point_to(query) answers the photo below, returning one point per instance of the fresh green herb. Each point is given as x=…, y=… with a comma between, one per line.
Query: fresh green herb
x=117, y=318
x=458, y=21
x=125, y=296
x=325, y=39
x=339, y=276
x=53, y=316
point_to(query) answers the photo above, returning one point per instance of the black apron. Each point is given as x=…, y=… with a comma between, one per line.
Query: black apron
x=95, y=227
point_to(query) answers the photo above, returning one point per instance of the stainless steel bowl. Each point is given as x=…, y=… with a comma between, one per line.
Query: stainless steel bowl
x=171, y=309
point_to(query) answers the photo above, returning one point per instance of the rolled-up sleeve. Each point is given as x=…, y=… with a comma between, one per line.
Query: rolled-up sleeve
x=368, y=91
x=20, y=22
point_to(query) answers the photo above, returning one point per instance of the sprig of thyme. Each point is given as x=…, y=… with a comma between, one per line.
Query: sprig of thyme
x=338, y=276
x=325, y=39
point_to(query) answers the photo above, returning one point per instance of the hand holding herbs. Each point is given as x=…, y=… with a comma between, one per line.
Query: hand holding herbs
########
Brief: Please render all of the material above as a numbered list, one line per item, and leave out any blank lines.

Answer to the task:
1. point_to(query) answers the photo below, returning one point per instance of the fresh green herb. Each point is given as x=…, y=… with a comma between, one per line.
2. Query: fresh green herb
3. x=117, y=318
4. x=458, y=21
5. x=125, y=296
6. x=325, y=39
7. x=339, y=276
8. x=53, y=316
9. point_to(query) answers the photo above, returning one point per instance of the black apron. Each point is given as x=…, y=… with a comma between, one per line.
10. Query: black apron
11. x=95, y=227
12. point_to(query) answers the photo above, returning one point per instance of the stainless steel bowl. Each point is given as x=…, y=… with a comma between, one per line.
13. Query: stainless steel bowl
14. x=171, y=309
15. point_to(query) answers the photo above, returning one point per instance of the rolled-up sleeve. Each point is given as x=…, y=… with a comma between, one per line.
16. Query: rolled-up sleeve
17. x=368, y=91
18. x=20, y=22
19. point_to(query) answers the photo above, returning one point per instance of the sprig of thyme. Each point is given as x=…, y=… with a comma between, one per line.
20. Query: sprig of thyme
21. x=338, y=276
22. x=325, y=39
23. point_to(query) answers the photo above, returning one point per instance of the hand holding herbs. Each point is given as x=…, y=… with a comma between, one per line.
24. Query: hand holding herbs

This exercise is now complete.